◆ THE TASK
Write out, word for word, every line in the data below from the one containing "Query: dark liquid in bottle" to the one containing "<point>90,377</point>", both of them included.

Entries taken from a collection
▬▬▬▬▬▬▬▬▬▬
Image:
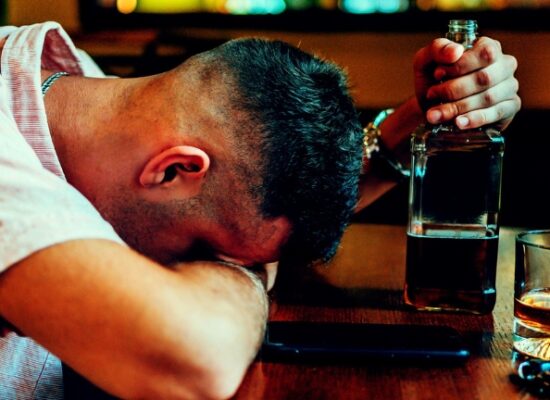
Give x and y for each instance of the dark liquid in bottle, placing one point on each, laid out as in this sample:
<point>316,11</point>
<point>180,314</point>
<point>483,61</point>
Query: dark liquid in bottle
<point>452,274</point>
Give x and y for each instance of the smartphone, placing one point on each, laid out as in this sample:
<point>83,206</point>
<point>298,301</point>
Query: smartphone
<point>327,341</point>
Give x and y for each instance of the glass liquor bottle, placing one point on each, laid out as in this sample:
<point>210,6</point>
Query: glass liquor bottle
<point>454,201</point>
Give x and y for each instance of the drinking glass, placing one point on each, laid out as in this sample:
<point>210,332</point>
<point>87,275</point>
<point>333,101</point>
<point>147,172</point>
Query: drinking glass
<point>531,351</point>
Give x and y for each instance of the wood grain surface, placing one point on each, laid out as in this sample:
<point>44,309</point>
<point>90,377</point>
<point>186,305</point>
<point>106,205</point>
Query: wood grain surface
<point>364,284</point>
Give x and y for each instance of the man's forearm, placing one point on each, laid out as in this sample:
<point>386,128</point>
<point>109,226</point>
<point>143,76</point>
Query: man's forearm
<point>134,328</point>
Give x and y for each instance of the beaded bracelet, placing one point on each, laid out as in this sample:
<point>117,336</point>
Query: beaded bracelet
<point>374,149</point>
<point>50,81</point>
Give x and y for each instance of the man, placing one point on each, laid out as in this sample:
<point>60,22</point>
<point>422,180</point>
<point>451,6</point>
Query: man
<point>242,155</point>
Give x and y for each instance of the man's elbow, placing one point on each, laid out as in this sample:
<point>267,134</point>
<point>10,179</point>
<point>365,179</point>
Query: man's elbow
<point>214,370</point>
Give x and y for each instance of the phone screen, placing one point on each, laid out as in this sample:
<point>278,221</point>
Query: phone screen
<point>301,340</point>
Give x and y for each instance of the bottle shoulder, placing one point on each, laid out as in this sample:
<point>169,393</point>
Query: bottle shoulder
<point>450,133</point>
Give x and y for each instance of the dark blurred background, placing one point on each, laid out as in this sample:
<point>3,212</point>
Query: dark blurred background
<point>374,40</point>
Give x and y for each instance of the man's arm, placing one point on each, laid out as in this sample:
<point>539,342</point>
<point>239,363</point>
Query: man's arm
<point>471,88</point>
<point>134,328</point>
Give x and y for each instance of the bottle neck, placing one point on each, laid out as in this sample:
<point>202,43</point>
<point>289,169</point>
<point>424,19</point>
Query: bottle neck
<point>463,32</point>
▬▬▬▬▬▬▬▬▬▬
◆ ANSWER BELOW
Query: dark liquid in bottle
<point>452,274</point>
Give x and y for each instance of the smartphone, placing one point on each, laid out as in this sample:
<point>83,206</point>
<point>298,301</point>
Query: smartphone
<point>327,341</point>
Give x and y for each instance of the glass liquor bottle, placing one point on each, laid out as in this sample:
<point>210,6</point>
Query: glass liquor bottle
<point>454,201</point>
Give x and y for each instance of the drinking glass, placing one point on each, laid out as in this sample:
<point>210,332</point>
<point>87,275</point>
<point>333,101</point>
<point>147,172</point>
Query: drinking glass
<point>531,351</point>
Give x and y for each instance of the wood grain surface, placing one point on each, laid out as in this sample:
<point>44,309</point>
<point>90,377</point>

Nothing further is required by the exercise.